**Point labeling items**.
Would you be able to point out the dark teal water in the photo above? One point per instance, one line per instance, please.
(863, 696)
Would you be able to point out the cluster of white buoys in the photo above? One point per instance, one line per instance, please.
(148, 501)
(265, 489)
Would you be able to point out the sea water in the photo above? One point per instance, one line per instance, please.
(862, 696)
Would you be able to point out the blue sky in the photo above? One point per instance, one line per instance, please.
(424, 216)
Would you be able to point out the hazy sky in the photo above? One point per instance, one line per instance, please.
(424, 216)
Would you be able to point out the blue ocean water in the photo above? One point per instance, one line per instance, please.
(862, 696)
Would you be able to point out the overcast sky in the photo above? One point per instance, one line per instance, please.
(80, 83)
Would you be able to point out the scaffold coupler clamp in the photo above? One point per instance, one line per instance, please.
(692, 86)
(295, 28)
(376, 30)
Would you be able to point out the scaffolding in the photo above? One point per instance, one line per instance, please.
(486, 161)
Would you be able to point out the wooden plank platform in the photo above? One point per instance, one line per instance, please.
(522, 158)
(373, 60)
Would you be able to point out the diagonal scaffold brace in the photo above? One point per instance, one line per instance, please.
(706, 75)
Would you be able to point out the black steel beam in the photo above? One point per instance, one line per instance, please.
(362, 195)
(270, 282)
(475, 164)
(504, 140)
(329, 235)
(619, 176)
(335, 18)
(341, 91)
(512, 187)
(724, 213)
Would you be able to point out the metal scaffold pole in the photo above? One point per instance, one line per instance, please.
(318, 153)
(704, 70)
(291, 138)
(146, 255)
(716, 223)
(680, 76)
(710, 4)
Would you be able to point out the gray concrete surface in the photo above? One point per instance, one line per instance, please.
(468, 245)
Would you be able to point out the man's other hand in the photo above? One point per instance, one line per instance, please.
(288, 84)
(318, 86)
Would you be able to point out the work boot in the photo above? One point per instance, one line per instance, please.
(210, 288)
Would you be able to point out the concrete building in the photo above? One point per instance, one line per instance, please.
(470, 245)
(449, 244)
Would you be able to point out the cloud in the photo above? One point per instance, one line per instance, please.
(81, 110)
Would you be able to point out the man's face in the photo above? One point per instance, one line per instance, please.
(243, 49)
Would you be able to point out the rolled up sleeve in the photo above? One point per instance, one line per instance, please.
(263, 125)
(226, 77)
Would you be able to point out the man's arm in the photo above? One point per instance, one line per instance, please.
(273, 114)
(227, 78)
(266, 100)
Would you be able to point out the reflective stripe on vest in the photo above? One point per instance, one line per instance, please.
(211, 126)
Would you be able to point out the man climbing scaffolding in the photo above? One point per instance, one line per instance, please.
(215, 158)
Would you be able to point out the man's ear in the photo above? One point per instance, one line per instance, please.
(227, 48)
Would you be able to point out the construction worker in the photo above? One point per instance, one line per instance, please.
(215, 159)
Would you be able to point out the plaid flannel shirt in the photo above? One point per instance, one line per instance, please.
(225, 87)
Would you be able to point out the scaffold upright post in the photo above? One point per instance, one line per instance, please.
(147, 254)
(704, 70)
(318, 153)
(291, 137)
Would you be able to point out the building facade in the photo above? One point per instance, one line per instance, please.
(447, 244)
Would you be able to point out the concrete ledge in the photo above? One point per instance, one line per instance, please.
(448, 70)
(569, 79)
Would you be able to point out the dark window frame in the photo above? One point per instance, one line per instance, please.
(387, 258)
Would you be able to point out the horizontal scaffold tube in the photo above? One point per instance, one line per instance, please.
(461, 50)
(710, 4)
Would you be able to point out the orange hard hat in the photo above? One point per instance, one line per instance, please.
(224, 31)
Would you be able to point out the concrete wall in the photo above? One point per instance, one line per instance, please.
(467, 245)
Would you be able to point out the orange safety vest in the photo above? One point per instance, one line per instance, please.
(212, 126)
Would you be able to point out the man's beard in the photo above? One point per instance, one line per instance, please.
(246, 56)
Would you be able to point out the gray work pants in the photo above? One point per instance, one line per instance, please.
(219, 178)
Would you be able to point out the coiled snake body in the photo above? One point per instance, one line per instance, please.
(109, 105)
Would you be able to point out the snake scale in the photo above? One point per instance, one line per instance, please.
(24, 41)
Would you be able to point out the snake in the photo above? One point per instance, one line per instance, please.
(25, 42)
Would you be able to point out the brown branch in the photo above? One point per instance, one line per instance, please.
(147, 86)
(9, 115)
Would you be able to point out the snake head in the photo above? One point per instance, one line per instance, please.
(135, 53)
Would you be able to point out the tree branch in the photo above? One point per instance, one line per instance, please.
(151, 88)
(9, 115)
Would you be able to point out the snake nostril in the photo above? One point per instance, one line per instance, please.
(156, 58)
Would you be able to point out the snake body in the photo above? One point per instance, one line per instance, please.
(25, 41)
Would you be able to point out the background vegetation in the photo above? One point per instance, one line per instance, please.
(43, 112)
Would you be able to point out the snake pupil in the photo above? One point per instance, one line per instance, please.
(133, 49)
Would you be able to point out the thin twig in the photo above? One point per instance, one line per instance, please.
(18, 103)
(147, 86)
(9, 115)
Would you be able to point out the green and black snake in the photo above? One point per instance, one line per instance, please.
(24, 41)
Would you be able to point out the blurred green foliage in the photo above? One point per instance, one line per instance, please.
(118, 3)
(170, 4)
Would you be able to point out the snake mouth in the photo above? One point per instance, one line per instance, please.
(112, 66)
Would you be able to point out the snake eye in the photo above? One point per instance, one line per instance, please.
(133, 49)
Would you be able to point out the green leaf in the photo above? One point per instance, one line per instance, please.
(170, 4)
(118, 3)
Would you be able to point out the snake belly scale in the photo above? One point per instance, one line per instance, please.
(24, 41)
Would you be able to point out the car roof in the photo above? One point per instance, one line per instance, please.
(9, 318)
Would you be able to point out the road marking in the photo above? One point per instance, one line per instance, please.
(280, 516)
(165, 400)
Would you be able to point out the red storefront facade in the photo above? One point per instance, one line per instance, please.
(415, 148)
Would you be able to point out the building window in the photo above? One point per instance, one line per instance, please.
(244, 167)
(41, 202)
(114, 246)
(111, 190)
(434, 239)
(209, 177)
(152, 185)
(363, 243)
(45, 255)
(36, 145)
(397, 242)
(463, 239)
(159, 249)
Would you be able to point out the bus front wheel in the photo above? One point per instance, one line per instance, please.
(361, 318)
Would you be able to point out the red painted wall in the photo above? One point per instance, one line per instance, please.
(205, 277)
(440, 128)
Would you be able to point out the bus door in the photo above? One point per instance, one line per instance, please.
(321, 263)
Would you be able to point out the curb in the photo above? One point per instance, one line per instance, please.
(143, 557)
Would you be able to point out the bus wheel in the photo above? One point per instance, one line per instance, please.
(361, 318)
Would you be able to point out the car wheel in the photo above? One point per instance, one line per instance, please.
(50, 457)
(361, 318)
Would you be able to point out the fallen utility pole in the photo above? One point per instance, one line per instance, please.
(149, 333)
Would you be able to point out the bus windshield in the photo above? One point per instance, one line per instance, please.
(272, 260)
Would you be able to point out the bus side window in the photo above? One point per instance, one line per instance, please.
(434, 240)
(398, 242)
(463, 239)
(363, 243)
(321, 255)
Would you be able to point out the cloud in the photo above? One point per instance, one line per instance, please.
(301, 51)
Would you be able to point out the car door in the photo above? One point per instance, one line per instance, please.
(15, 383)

**Task to carry out**.
Format the lines from the one containing "Would you be able to point out the bus windshield" through the end of the items as a numbered list, leaving out any blank lines.

**Output below**.
1. Would you be able to point out the bus windshield in the photo above? One point per instance, one line per instance, please.
2. (272, 260)
3. Would you be able to point out the bus side window in the photo above? One point per instance, one line per instance, please.
4. (434, 240)
5. (398, 242)
6. (463, 239)
7. (363, 243)
8. (321, 255)
9. Would you be able to point out the cloud in the photo above? One point per instance, one line per instance, please.
10. (301, 51)
11. Would you be able to point out the car door in the photo above? One point per instance, one line per instance, please.
12. (15, 383)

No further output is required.